[Data excerpts — start]
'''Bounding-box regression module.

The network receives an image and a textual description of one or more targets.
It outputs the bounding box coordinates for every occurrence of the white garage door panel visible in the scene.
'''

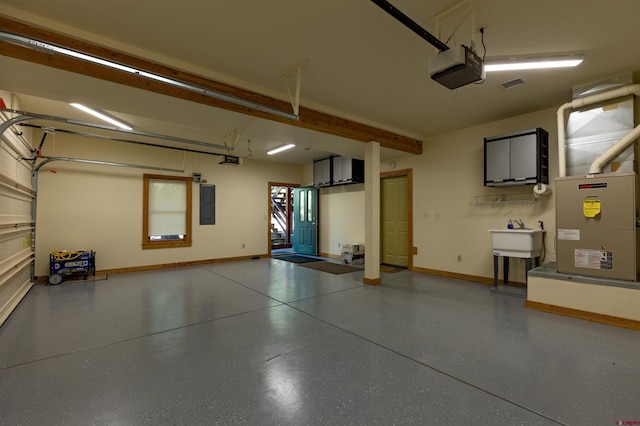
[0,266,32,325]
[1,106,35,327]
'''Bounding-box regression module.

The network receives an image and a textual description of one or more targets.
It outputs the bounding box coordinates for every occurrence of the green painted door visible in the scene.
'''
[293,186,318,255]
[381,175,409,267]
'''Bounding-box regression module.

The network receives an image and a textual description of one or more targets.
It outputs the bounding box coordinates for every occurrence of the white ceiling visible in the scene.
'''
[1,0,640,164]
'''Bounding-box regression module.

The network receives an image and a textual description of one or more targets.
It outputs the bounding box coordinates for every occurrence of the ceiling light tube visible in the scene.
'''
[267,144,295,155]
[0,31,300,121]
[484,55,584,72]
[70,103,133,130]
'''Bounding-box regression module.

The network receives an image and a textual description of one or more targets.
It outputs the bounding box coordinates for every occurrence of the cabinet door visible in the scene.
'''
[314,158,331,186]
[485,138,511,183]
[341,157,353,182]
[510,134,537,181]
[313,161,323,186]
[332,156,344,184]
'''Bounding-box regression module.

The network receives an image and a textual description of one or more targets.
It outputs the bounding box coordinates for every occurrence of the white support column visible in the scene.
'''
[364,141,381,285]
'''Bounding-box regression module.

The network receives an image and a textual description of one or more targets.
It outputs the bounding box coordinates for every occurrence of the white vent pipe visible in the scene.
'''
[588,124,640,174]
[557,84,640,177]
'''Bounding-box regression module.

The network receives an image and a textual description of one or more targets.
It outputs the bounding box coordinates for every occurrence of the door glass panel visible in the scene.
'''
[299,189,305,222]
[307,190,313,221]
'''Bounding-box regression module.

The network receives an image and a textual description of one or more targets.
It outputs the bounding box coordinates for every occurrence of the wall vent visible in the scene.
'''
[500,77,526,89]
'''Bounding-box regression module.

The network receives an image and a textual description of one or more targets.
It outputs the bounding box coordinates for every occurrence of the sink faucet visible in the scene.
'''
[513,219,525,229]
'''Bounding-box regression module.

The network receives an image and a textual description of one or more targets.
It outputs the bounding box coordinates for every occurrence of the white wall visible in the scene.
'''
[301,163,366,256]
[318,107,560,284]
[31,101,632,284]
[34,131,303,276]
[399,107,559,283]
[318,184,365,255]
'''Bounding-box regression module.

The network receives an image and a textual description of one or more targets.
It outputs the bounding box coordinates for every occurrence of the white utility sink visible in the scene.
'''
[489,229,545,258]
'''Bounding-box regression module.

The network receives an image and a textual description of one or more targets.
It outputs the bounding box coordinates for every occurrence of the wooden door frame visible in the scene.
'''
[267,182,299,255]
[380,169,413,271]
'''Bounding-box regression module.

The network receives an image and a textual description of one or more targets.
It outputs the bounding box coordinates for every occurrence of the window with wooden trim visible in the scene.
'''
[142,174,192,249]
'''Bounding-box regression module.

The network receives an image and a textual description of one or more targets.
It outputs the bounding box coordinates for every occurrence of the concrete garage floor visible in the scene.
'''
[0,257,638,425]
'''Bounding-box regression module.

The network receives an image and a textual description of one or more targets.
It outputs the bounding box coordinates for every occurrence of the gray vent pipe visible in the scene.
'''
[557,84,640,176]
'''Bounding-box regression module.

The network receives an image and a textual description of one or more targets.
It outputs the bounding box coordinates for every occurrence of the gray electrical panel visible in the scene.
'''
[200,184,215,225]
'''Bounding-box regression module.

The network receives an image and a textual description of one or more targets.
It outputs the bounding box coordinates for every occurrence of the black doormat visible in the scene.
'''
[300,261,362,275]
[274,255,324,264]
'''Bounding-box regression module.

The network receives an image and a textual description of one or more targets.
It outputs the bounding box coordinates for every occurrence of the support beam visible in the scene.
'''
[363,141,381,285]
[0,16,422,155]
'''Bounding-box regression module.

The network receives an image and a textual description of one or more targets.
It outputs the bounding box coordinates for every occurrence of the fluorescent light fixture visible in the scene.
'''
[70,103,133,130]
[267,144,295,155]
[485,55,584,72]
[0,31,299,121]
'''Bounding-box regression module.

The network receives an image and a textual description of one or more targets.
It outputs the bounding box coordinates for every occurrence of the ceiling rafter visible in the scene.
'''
[Data excerpts — finish]
* **Aim of the exercise**
In how many lines of the data does the word "light" appear? Respond with the number and nothing more.

* **Your response**
2